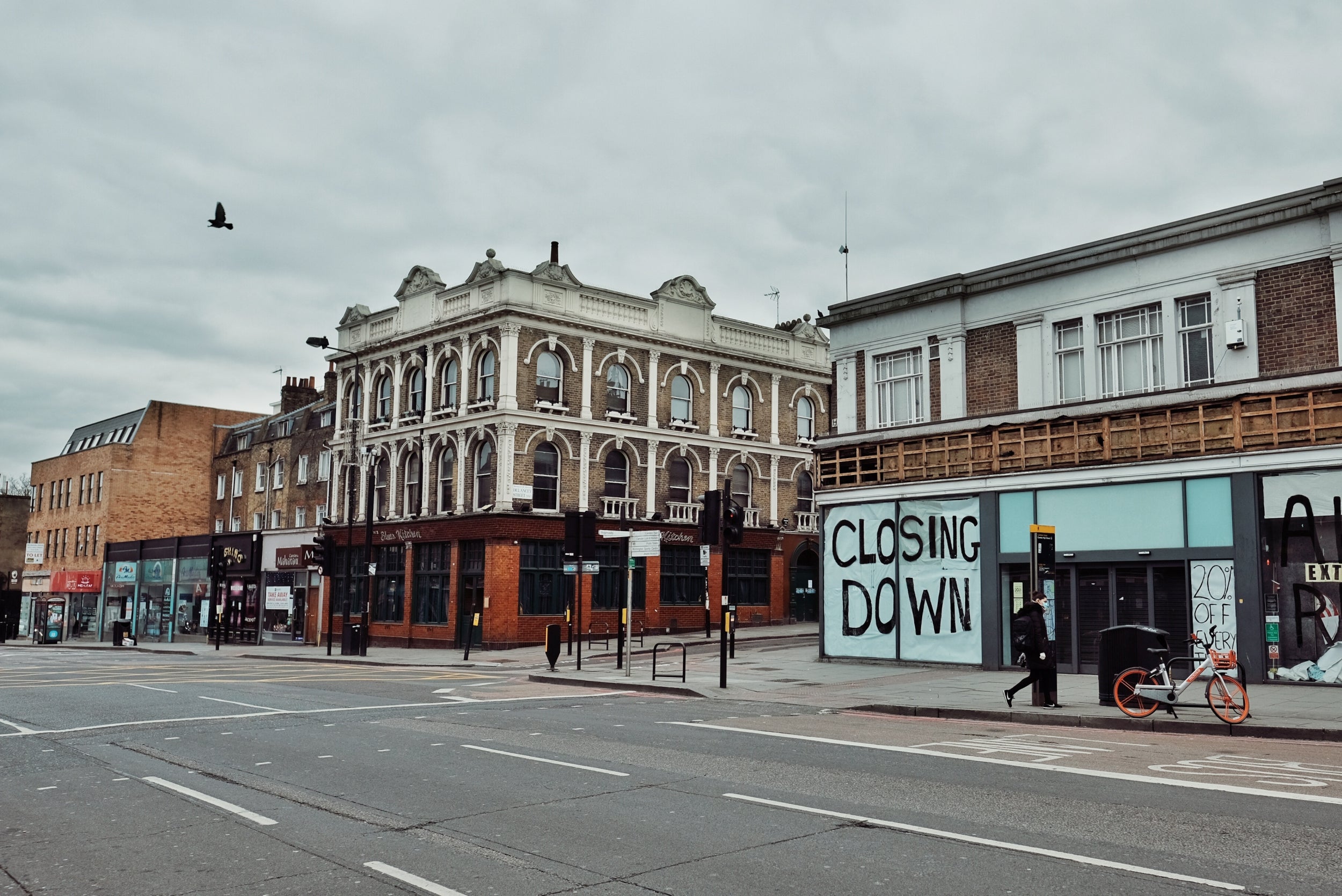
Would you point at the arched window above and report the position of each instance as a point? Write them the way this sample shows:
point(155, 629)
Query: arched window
point(741, 484)
point(380, 482)
point(485, 379)
point(355, 401)
point(618, 390)
point(383, 409)
point(545, 481)
point(412, 486)
point(549, 377)
point(616, 475)
point(806, 493)
point(806, 419)
point(682, 404)
point(417, 391)
point(741, 407)
point(678, 479)
point(484, 475)
point(446, 471)
point(449, 395)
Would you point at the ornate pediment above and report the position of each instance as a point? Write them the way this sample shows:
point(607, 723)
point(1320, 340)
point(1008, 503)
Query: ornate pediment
point(683, 289)
point(486, 269)
point(556, 271)
point(419, 280)
point(355, 313)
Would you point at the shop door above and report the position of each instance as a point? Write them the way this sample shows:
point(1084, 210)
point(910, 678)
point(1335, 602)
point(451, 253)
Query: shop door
point(804, 594)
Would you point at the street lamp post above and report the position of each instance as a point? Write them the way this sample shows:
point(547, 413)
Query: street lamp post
point(324, 344)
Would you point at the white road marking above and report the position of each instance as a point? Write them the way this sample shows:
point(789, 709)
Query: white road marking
point(1015, 763)
point(253, 715)
point(553, 762)
point(213, 801)
point(995, 844)
point(250, 706)
point(414, 880)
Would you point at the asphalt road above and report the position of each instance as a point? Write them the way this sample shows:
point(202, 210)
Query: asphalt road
point(136, 774)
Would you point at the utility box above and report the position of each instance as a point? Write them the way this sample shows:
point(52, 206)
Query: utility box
point(1124, 647)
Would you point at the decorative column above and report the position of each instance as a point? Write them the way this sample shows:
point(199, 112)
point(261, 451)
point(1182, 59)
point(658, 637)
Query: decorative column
point(584, 462)
point(774, 481)
point(774, 409)
point(460, 474)
point(466, 372)
point(653, 476)
point(713, 400)
point(653, 390)
point(508, 368)
point(506, 435)
point(396, 390)
point(425, 481)
point(588, 344)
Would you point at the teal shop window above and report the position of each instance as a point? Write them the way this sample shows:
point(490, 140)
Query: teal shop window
point(1209, 513)
point(1015, 514)
point(1109, 518)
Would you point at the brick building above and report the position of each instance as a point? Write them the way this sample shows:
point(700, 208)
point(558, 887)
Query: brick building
point(479, 412)
point(1169, 400)
point(144, 474)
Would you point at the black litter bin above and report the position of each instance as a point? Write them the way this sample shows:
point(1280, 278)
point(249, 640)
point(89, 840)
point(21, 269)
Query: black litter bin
point(351, 640)
point(1124, 647)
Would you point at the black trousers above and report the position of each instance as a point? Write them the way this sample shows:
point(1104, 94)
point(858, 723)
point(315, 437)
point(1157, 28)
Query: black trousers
point(1047, 682)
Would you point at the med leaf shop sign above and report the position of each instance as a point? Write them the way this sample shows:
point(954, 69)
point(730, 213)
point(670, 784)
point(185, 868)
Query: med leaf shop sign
point(902, 581)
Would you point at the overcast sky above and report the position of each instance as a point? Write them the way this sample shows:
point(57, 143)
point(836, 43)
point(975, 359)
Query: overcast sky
point(351, 141)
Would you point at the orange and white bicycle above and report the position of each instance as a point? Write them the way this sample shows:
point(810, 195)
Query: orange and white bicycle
point(1140, 693)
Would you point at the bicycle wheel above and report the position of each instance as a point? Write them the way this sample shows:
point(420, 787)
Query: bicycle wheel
point(1228, 699)
point(1129, 699)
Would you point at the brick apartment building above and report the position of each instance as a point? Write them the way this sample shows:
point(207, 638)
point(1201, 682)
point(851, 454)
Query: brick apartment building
point(140, 475)
point(1169, 400)
point(478, 414)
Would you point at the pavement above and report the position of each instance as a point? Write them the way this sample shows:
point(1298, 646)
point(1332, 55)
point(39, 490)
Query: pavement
point(127, 773)
point(780, 664)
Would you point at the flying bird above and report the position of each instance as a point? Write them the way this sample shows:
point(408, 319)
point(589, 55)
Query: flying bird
point(219, 218)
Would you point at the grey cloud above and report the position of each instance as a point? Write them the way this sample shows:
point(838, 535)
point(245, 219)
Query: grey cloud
point(351, 141)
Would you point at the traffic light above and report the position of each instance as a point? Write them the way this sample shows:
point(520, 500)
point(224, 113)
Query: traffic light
point(710, 518)
point(324, 552)
point(733, 522)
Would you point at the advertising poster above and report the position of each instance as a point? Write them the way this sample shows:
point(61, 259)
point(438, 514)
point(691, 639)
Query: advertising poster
point(901, 581)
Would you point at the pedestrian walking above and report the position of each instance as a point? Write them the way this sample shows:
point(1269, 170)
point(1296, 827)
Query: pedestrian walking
point(1039, 651)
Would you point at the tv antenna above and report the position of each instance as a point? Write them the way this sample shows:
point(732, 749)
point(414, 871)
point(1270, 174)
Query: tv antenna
point(843, 250)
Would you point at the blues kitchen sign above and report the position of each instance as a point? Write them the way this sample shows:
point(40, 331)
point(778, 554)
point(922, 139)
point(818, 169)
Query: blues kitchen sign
point(902, 581)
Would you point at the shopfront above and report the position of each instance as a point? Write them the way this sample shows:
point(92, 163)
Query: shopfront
point(937, 578)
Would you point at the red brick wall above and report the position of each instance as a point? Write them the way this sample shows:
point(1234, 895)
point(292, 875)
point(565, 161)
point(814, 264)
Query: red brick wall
point(1297, 321)
point(991, 369)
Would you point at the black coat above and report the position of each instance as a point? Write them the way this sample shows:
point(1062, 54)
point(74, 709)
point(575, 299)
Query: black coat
point(1039, 642)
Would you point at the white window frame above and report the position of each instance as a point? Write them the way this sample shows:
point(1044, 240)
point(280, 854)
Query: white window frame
point(889, 380)
point(1187, 333)
point(1112, 348)
point(1063, 353)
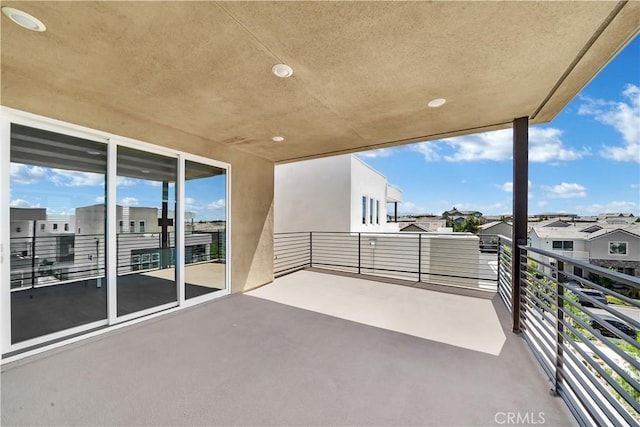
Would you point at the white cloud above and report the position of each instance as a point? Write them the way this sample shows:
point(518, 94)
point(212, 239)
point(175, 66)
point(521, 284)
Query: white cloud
point(624, 117)
point(67, 178)
point(429, 150)
point(20, 203)
point(545, 145)
point(129, 201)
point(405, 208)
point(218, 204)
point(125, 182)
point(623, 206)
point(380, 152)
point(24, 174)
point(566, 191)
point(611, 207)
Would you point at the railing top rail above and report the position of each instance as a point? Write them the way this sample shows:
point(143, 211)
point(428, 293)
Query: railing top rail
point(620, 277)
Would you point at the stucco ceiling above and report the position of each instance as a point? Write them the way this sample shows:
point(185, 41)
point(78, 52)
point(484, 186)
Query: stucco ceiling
point(363, 71)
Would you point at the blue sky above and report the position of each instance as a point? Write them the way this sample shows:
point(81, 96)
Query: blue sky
point(586, 161)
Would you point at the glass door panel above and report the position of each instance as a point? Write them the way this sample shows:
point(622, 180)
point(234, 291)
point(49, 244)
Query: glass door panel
point(145, 208)
point(57, 236)
point(205, 229)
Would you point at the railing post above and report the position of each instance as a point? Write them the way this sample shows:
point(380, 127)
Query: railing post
point(520, 207)
point(560, 330)
point(420, 257)
point(359, 252)
point(33, 256)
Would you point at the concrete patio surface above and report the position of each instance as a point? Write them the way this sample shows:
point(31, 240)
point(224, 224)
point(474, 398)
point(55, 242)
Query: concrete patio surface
point(244, 360)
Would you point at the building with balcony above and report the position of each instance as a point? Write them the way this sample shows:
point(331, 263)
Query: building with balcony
point(340, 194)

—————

### [WHAT THIS TASK INVOLVES]
Return the stretch from the line containing "Would you point at the concrete" through the end of the material, copying every line unchanged.

### [ANSWER TO THE EXERCISE]
Would you point at the concrete patio surface above and report the position of each instance as a point? Write them the way this sample shows:
point(31, 240)
point(224, 224)
point(474, 398)
point(55, 242)
Query: concrete patio surface
point(244, 360)
Would you point at the building with balcony above and report the position of each instance as a point? Write them the way this sample shows:
point(331, 263)
Query: building with balcony
point(340, 194)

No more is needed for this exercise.